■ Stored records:
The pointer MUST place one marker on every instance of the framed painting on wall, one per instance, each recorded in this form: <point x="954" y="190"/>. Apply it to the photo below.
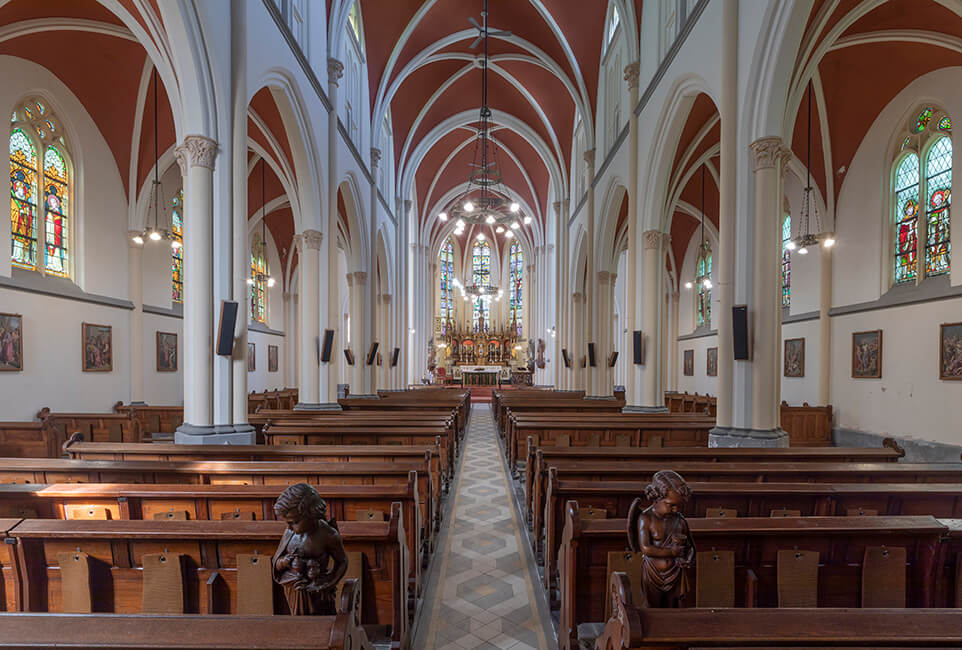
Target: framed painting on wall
<point x="794" y="358"/>
<point x="11" y="342"/>
<point x="950" y="351"/>
<point x="867" y="354"/>
<point x="98" y="347"/>
<point x="166" y="352"/>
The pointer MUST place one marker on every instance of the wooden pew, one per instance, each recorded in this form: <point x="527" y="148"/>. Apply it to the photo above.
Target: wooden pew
<point x="613" y="499"/>
<point x="101" y="427"/>
<point x="117" y="501"/>
<point x="208" y="555"/>
<point x="633" y="627"/>
<point x="751" y="472"/>
<point x="186" y="632"/>
<point x="55" y="470"/>
<point x="540" y="458"/>
<point x="755" y="541"/>
<point x="29" y="440"/>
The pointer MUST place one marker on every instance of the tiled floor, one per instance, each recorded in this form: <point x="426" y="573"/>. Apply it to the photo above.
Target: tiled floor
<point x="481" y="589"/>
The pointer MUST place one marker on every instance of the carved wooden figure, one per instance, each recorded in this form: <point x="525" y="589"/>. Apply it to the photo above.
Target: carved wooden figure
<point x="660" y="533"/>
<point x="310" y="560"/>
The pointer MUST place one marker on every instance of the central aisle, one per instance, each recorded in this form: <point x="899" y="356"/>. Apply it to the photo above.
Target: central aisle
<point x="481" y="590"/>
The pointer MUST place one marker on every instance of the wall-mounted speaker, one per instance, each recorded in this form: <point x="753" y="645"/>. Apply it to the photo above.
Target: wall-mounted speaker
<point x="225" y="328"/>
<point x="372" y="353"/>
<point x="740" y="333"/>
<point x="328" y="345"/>
<point x="638" y="347"/>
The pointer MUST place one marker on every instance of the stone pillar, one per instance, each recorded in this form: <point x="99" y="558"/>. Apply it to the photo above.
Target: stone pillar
<point x="632" y="308"/>
<point x="308" y="268"/>
<point x="135" y="287"/>
<point x="768" y="156"/>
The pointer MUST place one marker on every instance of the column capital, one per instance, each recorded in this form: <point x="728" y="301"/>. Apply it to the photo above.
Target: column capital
<point x="631" y="74"/>
<point x="653" y="239"/>
<point x="198" y="151"/>
<point x="312" y="239"/>
<point x="335" y="70"/>
<point x="765" y="152"/>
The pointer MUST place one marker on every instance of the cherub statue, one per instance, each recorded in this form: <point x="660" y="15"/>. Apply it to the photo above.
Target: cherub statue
<point x="310" y="560"/>
<point x="660" y="533"/>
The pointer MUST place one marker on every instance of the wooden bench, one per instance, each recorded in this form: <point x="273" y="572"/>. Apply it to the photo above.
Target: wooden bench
<point x="117" y="501"/>
<point x="540" y="458"/>
<point x="633" y="627"/>
<point x="842" y="543"/>
<point x="608" y="499"/>
<point x="120" y="556"/>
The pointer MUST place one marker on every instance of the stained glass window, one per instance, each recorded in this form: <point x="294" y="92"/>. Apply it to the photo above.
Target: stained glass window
<point x="481" y="276"/>
<point x="516" y="283"/>
<point x="177" y="254"/>
<point x="906" y="218"/>
<point x="258" y="310"/>
<point x="446" y="266"/>
<point x="938" y="188"/>
<point x="23" y="200"/>
<point x="56" y="200"/>
<point x="786" y="261"/>
<point x="703" y="269"/>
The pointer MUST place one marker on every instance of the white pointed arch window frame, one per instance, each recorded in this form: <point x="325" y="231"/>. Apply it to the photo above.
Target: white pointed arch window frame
<point x="49" y="236"/>
<point x="920" y="212"/>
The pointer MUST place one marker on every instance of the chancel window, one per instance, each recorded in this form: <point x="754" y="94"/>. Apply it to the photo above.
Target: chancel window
<point x="35" y="245"/>
<point x="922" y="187"/>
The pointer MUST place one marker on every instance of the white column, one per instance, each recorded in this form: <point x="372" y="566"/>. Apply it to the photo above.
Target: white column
<point x="309" y="276"/>
<point x="632" y="308"/>
<point x="135" y="284"/>
<point x="197" y="154"/>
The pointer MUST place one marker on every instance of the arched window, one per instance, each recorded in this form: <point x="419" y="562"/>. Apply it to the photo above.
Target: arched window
<point x="481" y="276"/>
<point x="35" y="129"/>
<point x="929" y="142"/>
<point x="516" y="283"/>
<point x="446" y="271"/>
<point x="786" y="261"/>
<point x="259" y="280"/>
<point x="177" y="254"/>
<point x="703" y="269"/>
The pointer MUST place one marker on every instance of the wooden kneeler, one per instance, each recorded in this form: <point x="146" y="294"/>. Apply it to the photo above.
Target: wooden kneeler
<point x="75" y="582"/>
<point x="163" y="584"/>
<point x="883" y="577"/>
<point x="797" y="578"/>
<point x="715" y="579"/>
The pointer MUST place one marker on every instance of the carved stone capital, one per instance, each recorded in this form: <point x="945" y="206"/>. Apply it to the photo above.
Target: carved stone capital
<point x="631" y="74"/>
<point x="312" y="239"/>
<point x="765" y="153"/>
<point x="652" y="239"/>
<point x="335" y="70"/>
<point x="199" y="151"/>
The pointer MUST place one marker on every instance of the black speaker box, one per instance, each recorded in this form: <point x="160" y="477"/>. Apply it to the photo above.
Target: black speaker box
<point x="372" y="353"/>
<point x="328" y="345"/>
<point x="740" y="335"/>
<point x="225" y="328"/>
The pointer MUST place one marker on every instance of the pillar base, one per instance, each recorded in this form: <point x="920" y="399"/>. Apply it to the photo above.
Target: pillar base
<point x="644" y="409"/>
<point x="219" y="434"/>
<point x="731" y="437"/>
<point x="307" y="406"/>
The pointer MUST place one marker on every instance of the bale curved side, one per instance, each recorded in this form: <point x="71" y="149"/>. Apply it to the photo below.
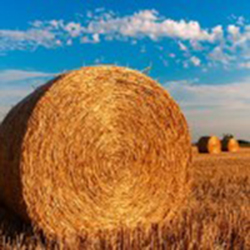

■ Task prompt:
Lines holding the string "below" must be copied out of the entries above.

■ Exercise result:
The pointer MUST place one marker on every instance of the framed painting on wall, one per instance, each recorded in this form: <point x="954" y="190"/>. Apply it to the photo below.
The pointer MUST place one marker on every instance of the bale curved side, one per instance, each recorded in this form: <point x="71" y="149"/>. Apply it to the photo below.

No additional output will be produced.